### EXTRACT TO READ
While Goodline are no doubt an important partner to FMG, it also works with other clients at Port Hedland. “We’re doing a lot for BHP at the moment, we just finished a project, we’re building some conveyors for them and the next stage is more deconstruction plus more conveyors and transfer stations,” says Kennedy.
“We provide a major workforce there of 300 to 350 people who serve as the operations team for BHP, FMG and so on.”
While the focus for much of the company’s work is the Pilbara, Goodline has kept its headquarters in the same state in which it began.
Goodline’s head office in the city of Kawana on Queensland’s Sunshine Coast employs close to 70 people covering administration, accounting, procurement, human resources, IT, senior management and small project teams.
“We’ve established our head office here under one roof in a city and not a remote location where we would have to provide [employees] with accommodation and the labour rate would be more expensive,” says Kennedy. “It’s a massive operation – and it’s getting bigger.”
Part of the reason the company is headquartered on the Sunshine Coast is its proximity to the coal-producing region of Queensland, indeed, Goodline’s next ambition is to take the abilities they’ve honed in handling iron ore and transfer them to coal moving forward.

### DATA PROVIDED
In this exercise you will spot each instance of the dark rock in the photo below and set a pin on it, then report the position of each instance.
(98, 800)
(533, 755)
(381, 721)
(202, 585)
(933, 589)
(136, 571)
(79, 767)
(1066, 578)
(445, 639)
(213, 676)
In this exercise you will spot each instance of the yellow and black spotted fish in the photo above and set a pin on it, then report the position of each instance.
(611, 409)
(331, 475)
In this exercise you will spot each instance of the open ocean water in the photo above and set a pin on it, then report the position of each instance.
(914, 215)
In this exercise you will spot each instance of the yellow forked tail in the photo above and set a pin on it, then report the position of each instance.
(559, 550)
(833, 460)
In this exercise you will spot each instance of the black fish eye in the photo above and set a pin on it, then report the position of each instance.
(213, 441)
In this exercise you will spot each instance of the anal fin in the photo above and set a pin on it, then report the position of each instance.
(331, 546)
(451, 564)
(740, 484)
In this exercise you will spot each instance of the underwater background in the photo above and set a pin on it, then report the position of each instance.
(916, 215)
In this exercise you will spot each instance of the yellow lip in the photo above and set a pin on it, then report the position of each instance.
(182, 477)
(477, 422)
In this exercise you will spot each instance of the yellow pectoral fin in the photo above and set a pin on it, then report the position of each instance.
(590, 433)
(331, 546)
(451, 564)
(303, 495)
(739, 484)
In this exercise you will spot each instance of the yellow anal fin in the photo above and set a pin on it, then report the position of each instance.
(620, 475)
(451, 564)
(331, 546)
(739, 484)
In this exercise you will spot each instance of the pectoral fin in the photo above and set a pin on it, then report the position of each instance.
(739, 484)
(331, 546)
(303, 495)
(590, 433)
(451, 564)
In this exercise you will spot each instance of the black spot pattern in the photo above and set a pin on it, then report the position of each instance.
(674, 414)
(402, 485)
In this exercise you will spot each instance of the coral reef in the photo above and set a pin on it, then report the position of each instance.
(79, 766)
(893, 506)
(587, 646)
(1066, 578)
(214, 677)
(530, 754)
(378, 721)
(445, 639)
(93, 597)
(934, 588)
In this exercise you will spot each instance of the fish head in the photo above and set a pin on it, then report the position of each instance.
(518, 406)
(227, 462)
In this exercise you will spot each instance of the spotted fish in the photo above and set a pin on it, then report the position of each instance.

### GIVEN REQUEST 1
According to the article about Goodline, about how many people work at the company's head office in Kawana?
### GIVEN REQUEST 2
Return every line of the entries that contains the word "pectoral".
The article about Goodline and the entries that come after it are unrelated material.

### EXPECTED ANSWER 1
Close to 70 people.

### EXPECTED ANSWER 2
In this exercise you will spot each instance of the yellow pectoral fin in the photo above and set a pin on it, then report the position of each instance.
In this exercise you will spot each instance of the pectoral fin in the photo above and set a pin on it, then report the position of each instance.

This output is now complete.